* ТЕКСТ ДЛЯ ЧТЕНИЯ *

—————

Священник Сергий Круглов

Порождение кризиса идентичности

Об уличных молодежных группировках Казани и других городов Татарстана как о сенсации много писали и говорили в СМИ в 90-е годы. Тем, кто интересуется вопросом, могу порекомендовать добротное исследование — книгу «Слово пацана. Криминальный Татарстан 1970–2010-х годов» Роберта Гараева. Ее автор, журналист, писатель, сотрудник Еврейского музея в Москве, в юности сам был участником такой группировки. В сериал он был приглашен как консультант, и о предложениях запретить сериал высказался в одном из интервью так: «Я считаю такие запреты хорошей рекламой. Знаете, последние дни меня не отпускала мысль о том, что режиссер настолько тонко снял кино, что напряжение с каждой новой серией возрастает не только в нем, но и вокруг. Значит, это точное попадание в суть проблемы».

В своей книге Гараев скрупулезно собирает свидетельства бывших участников уличных группировок Казани, год за годом представляет историю «казанского феномена», от первых спортивных клубов-качалок 70-х годов, куда собирались подростки с улиц, до того времени, когда СССР развалился окончательно и в жизнь общества властно вторглись деньги, коммерция, наркотики, а УПГ стали ОПГ, то есть уличные группировки пацанов окончательно превратились в банды, главной идеей которых стала нажива. Кроме того, что важно, Гараев старается исследовать идеологию УПГ, показать суть явления и те его корни, на которых выросли всем известные страшные плоды.

—————

* ИСХОДНЫЕ МАТЕРИАЛЫ *
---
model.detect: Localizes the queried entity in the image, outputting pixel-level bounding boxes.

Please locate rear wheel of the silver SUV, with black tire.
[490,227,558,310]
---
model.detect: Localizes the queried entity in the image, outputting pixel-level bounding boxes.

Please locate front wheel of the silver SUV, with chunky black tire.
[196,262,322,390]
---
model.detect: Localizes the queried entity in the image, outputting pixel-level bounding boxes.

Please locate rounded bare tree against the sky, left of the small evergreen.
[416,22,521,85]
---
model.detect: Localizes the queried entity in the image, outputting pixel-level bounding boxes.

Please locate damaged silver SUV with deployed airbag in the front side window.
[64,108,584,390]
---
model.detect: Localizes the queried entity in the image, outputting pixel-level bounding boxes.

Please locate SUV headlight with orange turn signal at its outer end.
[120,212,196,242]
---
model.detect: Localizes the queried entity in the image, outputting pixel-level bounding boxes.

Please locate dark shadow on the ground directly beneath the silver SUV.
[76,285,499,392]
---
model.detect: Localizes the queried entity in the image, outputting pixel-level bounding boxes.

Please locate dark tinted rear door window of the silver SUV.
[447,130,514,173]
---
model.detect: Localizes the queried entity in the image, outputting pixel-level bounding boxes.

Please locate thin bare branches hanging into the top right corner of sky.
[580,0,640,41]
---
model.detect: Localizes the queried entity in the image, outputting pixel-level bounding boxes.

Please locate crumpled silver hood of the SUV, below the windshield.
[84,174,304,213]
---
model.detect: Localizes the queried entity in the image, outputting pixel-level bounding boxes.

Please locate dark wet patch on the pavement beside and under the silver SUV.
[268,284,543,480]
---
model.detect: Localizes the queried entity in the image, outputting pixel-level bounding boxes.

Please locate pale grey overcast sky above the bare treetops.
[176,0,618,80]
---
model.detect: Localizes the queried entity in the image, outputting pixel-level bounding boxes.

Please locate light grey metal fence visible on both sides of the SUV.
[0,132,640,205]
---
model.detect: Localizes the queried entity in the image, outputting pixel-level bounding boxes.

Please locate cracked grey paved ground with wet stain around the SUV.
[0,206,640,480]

—————

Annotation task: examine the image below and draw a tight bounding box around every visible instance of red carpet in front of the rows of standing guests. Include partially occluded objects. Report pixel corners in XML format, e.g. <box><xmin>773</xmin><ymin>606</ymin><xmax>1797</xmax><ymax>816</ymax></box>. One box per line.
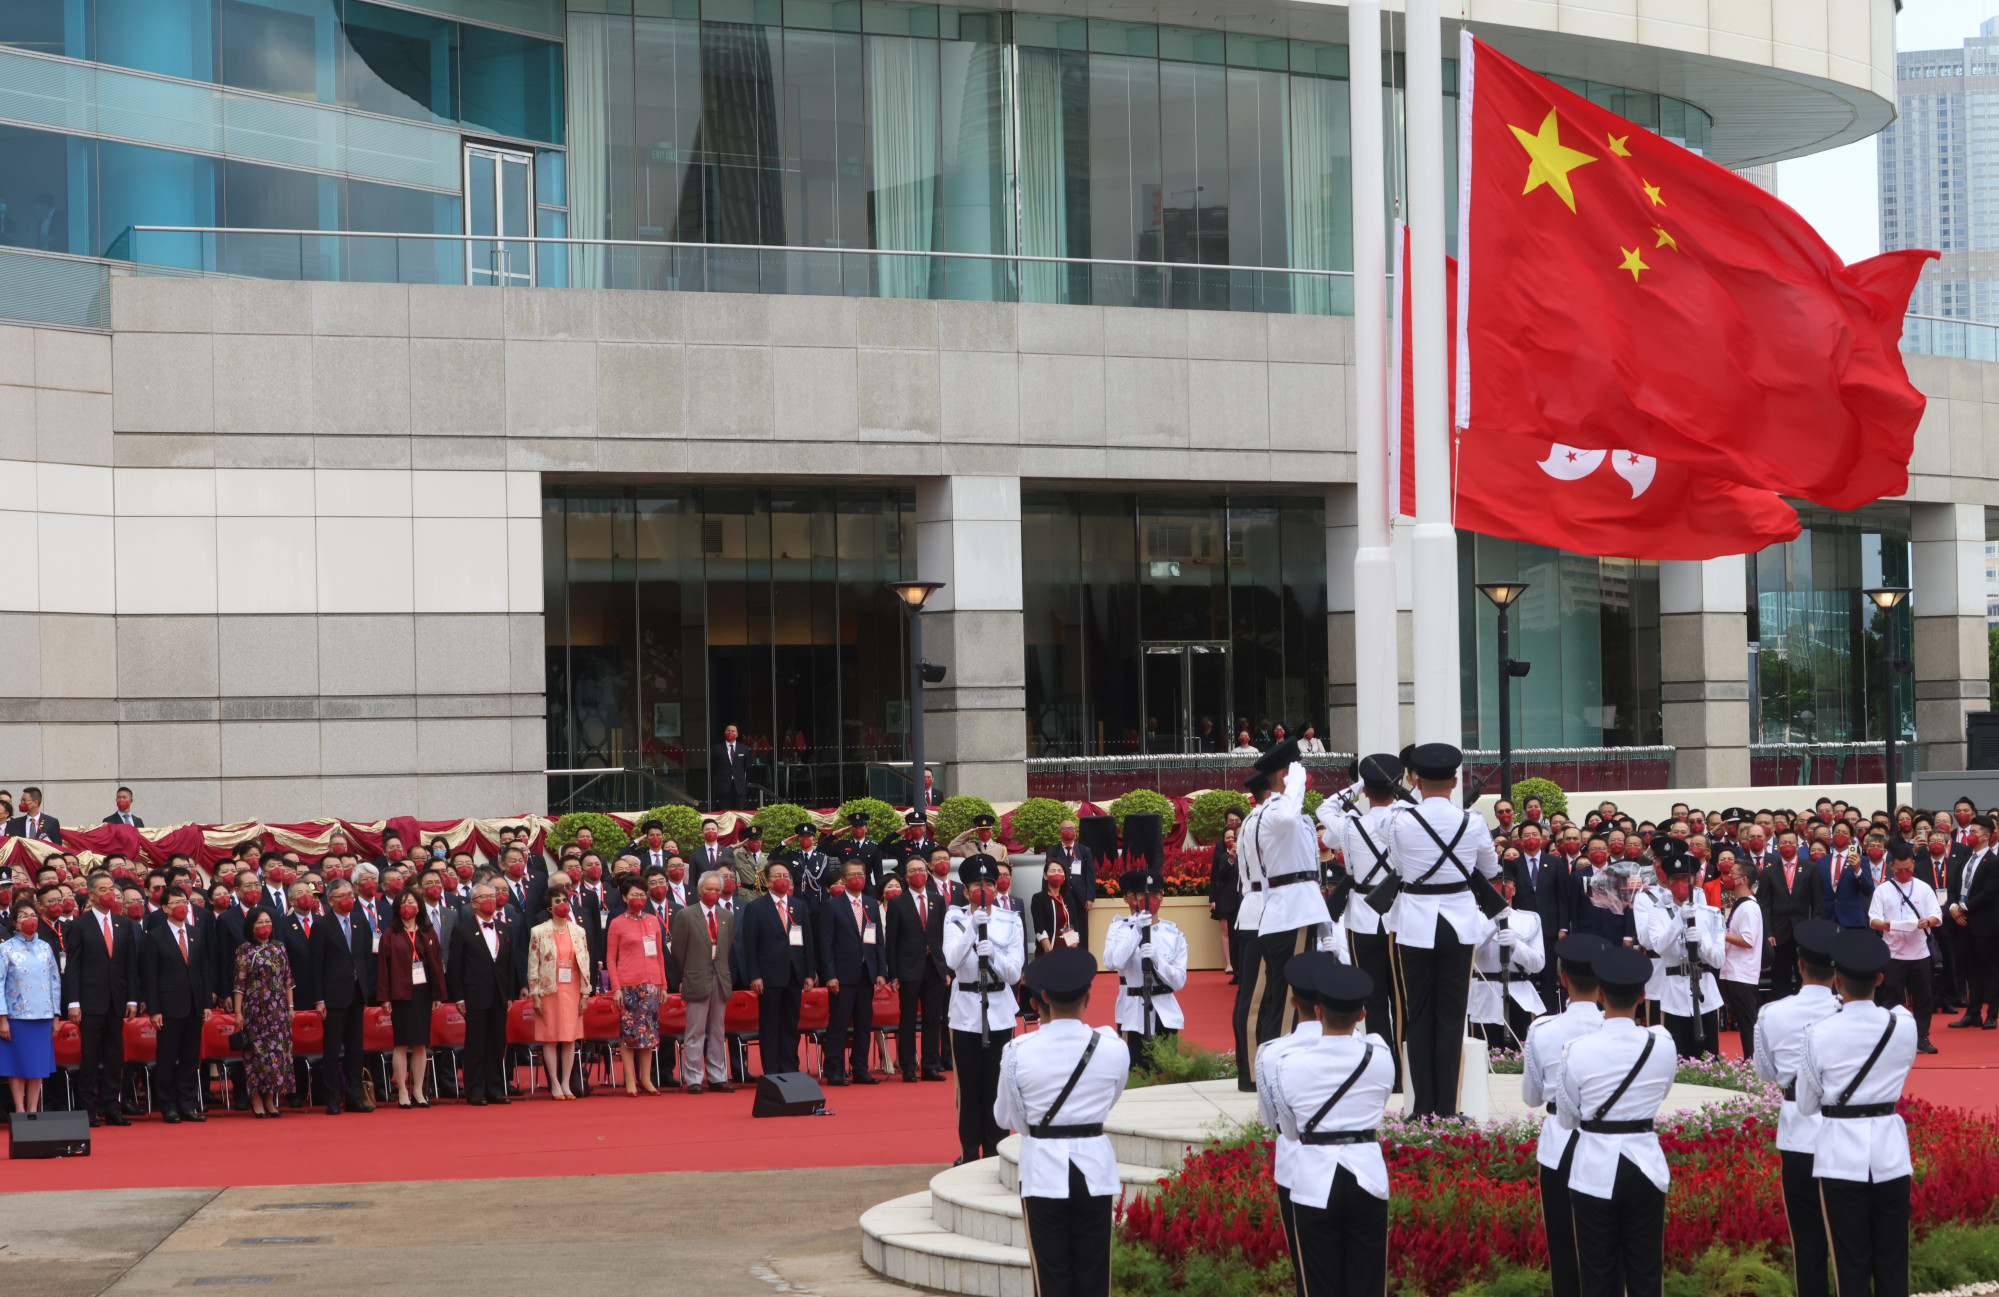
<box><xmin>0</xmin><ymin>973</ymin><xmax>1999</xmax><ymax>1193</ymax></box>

—————

* ЧТО НУЖНО СДЕЛАТЬ *
Перепечатайте без изменений фрагмент текста об уличных группировках Казани от слов «В своей книге» до слов «известные страшные плоды.» включительно. Записи представляют собой самостоятельный материал, отдельный от текста.

* РЕЗУЛЬТАТ ВЫПОЛНЕНИЯ *
В своей книге Гараев скрупулезно собирает свидетельства бывших участников уличных группировок Казани, год за годом представляет историю «казанского феномена», от первых спортивных клубов-качалок 70-х годов, куда собирались подростки с улиц, до того времени, когда СССР развалился окончательно и в жизнь общества властно вторглись деньги, коммерция, наркотики, а УПГ стали ОПГ, то есть уличные группировки пацанов окончательно превратились в банды, главной идеей которых стала нажива. Кроме того, что важно, Гараев старается исследовать идеологию УПГ, показать суть явления и те его корни, на которых выросли всем известные страшные плоды.